** Data extract follows **

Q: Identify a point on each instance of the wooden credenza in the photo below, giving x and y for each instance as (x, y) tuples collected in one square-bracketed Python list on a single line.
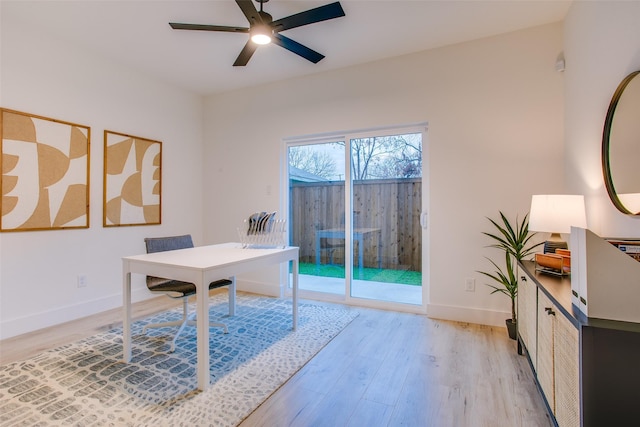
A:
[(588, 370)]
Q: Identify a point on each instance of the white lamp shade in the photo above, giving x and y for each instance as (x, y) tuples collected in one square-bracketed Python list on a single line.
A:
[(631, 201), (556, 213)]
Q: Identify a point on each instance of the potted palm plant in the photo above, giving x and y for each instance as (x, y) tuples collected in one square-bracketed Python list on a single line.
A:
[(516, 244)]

** End of Data extract **
** Data extract follows **

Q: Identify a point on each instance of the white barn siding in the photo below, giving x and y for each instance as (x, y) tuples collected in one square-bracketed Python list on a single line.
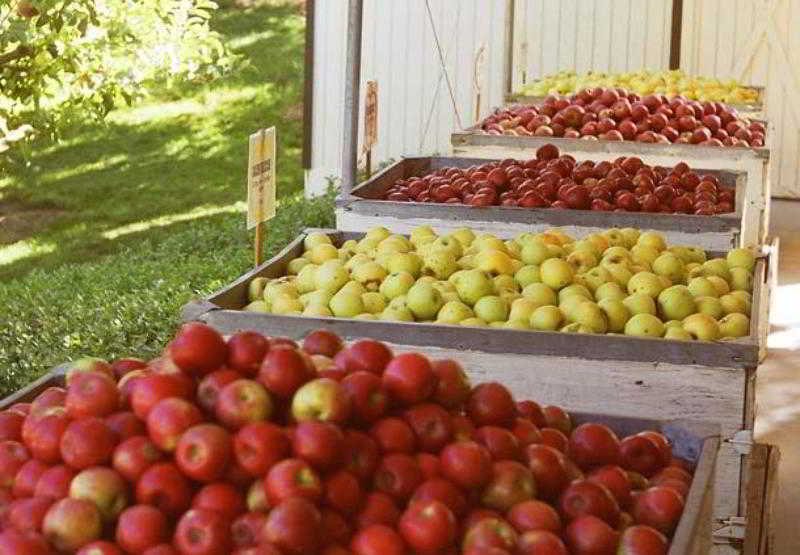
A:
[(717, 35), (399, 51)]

** End of Data extract **
** Data extract follows **

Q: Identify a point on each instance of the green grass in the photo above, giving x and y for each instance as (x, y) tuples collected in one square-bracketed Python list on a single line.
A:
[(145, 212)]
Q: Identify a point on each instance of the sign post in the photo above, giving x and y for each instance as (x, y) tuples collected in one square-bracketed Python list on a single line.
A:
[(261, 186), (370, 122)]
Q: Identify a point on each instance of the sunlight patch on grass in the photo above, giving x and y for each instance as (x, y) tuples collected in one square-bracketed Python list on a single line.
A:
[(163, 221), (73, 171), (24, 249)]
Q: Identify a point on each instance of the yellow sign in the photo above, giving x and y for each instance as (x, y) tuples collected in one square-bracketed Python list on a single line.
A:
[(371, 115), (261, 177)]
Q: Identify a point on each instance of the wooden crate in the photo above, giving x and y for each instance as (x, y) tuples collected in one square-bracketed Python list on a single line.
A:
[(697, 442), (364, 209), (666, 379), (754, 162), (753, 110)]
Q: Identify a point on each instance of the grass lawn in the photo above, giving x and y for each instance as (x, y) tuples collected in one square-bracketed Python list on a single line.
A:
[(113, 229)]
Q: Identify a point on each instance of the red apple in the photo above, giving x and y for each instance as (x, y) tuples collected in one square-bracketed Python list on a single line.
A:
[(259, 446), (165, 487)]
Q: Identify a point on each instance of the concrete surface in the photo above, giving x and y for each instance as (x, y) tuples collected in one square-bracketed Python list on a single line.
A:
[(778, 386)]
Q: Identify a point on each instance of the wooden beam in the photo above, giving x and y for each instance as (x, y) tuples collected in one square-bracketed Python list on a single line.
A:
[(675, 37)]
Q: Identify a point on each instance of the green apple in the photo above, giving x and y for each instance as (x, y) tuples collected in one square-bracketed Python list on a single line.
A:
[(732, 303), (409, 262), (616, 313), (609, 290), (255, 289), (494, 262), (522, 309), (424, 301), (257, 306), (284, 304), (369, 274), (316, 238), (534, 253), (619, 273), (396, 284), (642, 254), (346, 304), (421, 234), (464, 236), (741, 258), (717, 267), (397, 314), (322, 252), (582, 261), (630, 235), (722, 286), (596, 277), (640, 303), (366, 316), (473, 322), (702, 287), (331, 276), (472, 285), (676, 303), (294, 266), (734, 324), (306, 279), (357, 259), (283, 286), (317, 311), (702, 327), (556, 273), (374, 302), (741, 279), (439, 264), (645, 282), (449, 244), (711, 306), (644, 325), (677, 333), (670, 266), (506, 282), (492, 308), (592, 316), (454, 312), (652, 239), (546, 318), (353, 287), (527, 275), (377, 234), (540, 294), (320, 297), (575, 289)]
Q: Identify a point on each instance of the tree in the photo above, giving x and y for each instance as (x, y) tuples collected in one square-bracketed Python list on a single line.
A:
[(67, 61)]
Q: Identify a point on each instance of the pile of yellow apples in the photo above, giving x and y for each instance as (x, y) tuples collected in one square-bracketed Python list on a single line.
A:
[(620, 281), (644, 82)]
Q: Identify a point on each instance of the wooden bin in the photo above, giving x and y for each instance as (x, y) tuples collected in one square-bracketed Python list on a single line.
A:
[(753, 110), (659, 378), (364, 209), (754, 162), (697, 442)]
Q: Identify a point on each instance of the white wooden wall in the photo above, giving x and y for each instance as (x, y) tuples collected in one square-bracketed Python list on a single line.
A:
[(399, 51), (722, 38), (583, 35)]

** End of Data extract **

:: The problem ::
Set down only the lines above that fall between the line holding "Q: Identify a point on each instance of the grass" and the line holding "Q: Identify a point on each instance of the concrete", inclusive, keeping each exact.

:: The completed task ::
Q: Identify a point on each instance of the grass lawn in the photo above, giving x and y for each instance as (x, y) tuples collected in one square-bracketed Python list on a single line.
A:
[(113, 229)]
Q: Identify a point on each instance of the red apple in the photo above, giving x and y for each instance as (x, y) tuples collected in one square-bracketed Python list on a single line.
A:
[(259, 446), (165, 487)]
Q: Identify a point on each instance of the concrete surface in the photo above, giving x and y for each instance as (x, y) tuples collected in one square-bracketed Python list on a single line.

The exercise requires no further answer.